Exercise directions :: Render everything from the line containing "locate dark green" down to the end of the rows, both ends included, as a JSON list of strings with one string per line and blank lines left out.

Given data ::
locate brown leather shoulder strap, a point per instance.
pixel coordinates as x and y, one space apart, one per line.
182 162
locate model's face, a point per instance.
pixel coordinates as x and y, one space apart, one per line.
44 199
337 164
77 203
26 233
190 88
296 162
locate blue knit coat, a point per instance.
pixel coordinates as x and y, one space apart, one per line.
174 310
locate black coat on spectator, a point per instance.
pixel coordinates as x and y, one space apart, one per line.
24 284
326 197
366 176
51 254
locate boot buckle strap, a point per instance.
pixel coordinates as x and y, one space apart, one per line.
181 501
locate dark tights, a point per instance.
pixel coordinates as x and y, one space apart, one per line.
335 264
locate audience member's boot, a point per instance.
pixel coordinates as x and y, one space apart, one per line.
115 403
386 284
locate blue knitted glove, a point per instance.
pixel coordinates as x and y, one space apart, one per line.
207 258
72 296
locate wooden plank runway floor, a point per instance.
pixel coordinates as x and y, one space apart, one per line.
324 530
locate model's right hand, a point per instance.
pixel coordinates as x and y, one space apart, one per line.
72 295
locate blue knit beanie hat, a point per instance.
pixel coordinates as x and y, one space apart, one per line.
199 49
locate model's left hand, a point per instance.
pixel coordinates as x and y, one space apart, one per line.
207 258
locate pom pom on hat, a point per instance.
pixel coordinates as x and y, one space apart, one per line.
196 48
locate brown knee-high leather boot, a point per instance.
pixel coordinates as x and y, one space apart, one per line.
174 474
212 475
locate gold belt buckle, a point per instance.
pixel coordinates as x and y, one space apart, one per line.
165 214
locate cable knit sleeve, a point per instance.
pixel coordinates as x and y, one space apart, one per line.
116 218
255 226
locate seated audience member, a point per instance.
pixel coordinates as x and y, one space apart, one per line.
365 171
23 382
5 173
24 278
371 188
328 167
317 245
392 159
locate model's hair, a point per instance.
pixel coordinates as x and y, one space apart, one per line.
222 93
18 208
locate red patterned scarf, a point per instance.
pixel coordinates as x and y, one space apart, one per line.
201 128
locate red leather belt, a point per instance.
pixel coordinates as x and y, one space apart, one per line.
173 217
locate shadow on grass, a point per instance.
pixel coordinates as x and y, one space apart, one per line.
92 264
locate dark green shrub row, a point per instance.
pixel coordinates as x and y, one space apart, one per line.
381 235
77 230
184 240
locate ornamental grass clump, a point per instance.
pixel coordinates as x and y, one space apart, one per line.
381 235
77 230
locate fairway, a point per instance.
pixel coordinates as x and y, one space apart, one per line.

Exercise response ::
[
  "locate dark green shrub row, a point per instance.",
  "pixel coordinates as x and y, one space apart, one per line.",
  "381 235",
  "77 230",
  "184 240",
  "locate ornamental grass clump, a point per instance.",
  "pixel coordinates as x and y, one space apart, one per line.",
  "381 235",
  "77 230",
  "locate fairway, a point per instance.",
  "pixel coordinates as x and y, one space apart, one per line."
]